Exercise 1:
List every city named in the passage on social struggle in Bangladesh below.
Exercise 2:
Rewrite the stretch from "Despite the distorted" through "Hindus in Bangladesh." in the passage on social struggle in Bangladesh below, replacing "Paris" with "Berlin".

1996 did not see any major changes in the social climate. The information that has reached us does not suggest a lull, but on the contrary, further confrontations erupted during strikes in January, requiring the army to intervene before calm was restored. There was a continuous military presence, the prisons full to bursting. Faced with such serious events, the bourgeoisie sacked the acting prime minister and organised yet another electoral charade. Military units marched on Dacca and the possibility of a military coup came onto the horizon as another solution to the social struggles. The June 1996 elections were peppered with further incidents resulting in 20 deaths and 300 wounded, but it is very difficult to distinguish partisan struggles between various electoral fractions from the class struggle waged by the proletariat. Finally, the soldiers returned to their barracks and the Awami League was declared victorious. Although, this time, all of the parties had backed the spectacle of the ballot box, we have information that rate of abstention was very high, but, unfortunately, we do not know the exact figure.


Despite the distorted pictures broadcast by the media, or even in the face of their total silence, such information confirms, yet again, the universal existence of class contradictions. When the proletariat struggles, be it in Los Angeles, Dacca, Lagos (3) or Paris, it struggles against the same attacks on our conditions of survival, which is why the bourgeoisie reacts in the same way everywhere. The bourgeoisie takes advantage of our weakness to swing social crisis in its favour. The following are examples of how they do so: Every time the proletariat asserts its own interests the bourgeoisie is intent on diverting the struggle towards further, reformist objectives: left against right, civil against military, Moslems against Hindus in Bangladesh.

Raw records:
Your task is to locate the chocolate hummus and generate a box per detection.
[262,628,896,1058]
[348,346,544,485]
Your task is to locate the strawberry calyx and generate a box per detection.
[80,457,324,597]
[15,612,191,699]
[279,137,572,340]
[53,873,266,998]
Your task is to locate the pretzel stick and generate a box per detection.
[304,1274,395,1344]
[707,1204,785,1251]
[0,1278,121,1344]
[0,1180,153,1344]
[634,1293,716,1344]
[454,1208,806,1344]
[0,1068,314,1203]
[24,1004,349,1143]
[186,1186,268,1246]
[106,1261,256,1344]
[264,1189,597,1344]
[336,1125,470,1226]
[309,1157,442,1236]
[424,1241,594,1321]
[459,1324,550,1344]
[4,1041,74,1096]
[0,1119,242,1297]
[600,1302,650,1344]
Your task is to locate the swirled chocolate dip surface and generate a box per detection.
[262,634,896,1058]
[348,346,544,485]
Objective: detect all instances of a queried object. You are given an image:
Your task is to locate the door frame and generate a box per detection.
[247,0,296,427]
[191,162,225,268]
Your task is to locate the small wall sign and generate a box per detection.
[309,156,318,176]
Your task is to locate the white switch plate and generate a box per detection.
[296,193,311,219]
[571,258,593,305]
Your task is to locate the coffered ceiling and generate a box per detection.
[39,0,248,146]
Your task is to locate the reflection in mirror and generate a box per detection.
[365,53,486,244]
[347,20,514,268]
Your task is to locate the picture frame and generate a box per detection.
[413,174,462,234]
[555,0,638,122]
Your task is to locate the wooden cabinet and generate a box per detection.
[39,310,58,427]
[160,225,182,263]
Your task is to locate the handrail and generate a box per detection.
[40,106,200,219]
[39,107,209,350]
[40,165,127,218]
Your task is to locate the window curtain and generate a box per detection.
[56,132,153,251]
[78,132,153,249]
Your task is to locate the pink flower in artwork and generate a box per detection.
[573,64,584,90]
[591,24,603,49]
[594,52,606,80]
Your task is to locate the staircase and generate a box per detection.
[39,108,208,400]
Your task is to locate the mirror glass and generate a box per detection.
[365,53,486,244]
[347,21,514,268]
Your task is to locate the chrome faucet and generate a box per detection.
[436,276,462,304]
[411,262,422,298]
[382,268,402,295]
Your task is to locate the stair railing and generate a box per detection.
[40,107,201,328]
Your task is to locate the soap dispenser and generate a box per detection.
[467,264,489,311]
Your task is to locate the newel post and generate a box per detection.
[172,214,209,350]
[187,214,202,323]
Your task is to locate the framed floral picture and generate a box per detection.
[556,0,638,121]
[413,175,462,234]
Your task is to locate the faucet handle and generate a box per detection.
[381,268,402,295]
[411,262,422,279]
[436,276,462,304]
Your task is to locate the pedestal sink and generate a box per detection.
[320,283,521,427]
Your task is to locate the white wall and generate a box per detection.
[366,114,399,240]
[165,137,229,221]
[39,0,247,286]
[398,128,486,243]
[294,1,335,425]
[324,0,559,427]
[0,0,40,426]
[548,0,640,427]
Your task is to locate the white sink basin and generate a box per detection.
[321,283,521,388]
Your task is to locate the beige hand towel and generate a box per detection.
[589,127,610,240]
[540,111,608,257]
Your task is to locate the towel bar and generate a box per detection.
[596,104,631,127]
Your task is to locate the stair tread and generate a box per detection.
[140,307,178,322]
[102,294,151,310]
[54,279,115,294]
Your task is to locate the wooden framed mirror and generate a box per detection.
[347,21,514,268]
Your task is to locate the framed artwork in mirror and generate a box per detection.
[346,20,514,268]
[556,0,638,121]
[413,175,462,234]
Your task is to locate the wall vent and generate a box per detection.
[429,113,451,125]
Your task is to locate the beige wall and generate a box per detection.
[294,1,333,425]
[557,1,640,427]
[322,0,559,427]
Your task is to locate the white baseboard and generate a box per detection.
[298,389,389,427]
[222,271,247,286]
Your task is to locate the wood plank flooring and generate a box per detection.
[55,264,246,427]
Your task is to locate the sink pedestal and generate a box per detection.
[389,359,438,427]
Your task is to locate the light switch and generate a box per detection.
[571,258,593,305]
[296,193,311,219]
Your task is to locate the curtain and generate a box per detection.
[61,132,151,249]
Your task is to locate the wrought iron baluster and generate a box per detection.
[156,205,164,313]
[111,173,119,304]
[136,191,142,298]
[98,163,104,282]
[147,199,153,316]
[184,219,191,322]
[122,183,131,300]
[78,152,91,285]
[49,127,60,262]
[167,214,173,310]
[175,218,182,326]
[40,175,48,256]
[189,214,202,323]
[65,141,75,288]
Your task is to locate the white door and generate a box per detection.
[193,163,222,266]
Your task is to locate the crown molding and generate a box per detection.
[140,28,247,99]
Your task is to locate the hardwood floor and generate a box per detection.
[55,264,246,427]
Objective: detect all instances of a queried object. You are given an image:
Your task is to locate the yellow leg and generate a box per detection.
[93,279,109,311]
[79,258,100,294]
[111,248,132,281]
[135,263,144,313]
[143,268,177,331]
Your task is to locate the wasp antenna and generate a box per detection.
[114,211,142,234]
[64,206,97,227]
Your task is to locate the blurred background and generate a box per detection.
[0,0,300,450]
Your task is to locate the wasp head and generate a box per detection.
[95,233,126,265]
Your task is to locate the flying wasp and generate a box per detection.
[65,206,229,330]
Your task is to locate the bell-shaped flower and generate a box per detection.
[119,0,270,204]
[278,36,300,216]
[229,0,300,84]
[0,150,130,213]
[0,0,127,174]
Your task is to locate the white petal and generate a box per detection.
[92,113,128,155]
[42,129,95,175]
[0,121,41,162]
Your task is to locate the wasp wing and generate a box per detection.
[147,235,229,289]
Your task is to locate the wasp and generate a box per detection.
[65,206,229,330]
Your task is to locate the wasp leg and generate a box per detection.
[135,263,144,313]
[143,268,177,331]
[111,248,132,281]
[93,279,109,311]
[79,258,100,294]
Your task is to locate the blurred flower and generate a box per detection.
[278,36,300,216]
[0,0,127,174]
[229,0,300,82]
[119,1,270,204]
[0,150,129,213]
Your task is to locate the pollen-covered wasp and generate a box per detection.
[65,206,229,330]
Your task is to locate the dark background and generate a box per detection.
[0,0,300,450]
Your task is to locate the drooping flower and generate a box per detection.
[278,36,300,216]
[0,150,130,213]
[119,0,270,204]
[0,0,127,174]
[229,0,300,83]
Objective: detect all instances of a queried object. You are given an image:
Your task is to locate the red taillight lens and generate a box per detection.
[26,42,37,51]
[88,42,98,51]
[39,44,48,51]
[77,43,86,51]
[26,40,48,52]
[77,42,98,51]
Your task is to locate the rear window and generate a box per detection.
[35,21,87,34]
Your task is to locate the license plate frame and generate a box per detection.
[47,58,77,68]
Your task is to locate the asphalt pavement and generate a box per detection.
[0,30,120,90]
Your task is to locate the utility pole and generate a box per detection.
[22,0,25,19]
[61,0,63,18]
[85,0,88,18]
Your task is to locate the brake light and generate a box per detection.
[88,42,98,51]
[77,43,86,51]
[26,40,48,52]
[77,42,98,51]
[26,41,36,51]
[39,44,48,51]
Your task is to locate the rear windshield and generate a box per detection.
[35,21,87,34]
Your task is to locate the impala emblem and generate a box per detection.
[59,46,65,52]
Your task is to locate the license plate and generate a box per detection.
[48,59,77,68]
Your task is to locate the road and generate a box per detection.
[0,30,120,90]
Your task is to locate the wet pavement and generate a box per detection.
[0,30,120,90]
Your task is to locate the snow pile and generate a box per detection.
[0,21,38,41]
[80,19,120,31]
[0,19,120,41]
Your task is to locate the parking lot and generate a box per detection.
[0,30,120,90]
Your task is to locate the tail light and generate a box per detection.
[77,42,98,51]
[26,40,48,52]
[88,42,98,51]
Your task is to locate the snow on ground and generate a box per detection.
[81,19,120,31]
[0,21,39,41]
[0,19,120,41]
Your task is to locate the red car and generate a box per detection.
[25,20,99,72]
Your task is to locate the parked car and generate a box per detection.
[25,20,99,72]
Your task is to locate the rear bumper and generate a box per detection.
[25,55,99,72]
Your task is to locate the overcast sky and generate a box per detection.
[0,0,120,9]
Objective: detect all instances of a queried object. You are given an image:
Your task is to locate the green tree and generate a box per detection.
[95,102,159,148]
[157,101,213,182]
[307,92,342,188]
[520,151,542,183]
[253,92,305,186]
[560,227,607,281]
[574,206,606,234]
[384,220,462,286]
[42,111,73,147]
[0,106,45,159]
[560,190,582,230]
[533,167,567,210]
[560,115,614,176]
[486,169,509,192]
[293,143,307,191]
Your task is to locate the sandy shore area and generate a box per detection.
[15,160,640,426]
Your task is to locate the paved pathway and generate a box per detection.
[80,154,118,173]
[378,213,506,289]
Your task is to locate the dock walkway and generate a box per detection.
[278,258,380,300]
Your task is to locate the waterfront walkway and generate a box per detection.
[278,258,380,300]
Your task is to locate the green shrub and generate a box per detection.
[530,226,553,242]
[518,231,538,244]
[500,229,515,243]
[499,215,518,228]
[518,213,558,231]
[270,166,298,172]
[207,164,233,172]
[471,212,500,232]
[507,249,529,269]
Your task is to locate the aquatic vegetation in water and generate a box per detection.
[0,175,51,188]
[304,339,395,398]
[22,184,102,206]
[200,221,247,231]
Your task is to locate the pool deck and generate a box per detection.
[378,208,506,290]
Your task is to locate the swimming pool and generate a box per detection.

Exercise answer 1:
Dacca, Los Angeles, Lagos, Paris

Exercise answer 2:
Despite the distorted pictures broadcast by the media, or even in the face of their total silence, such information confirms, yet again, the universal existence of class contradictions. When the proletariat struggles, be it in Los Angeles, Dacca, Lagos (3) or Berlin, it struggles against the same attacks on our conditions of survival, which is why the bourgeoisie reacts in the same way everywhere. The bourgeoisie takes advantage of our weakness to swing social crisis in its favour. The following are examples of how they do so: Every time the proletariat asserts its own interests the bourgeoisie is intent on diverting the struggle towards further, reformist objectives: left against right, civil against military, Moslems against Hindus in Bangladesh.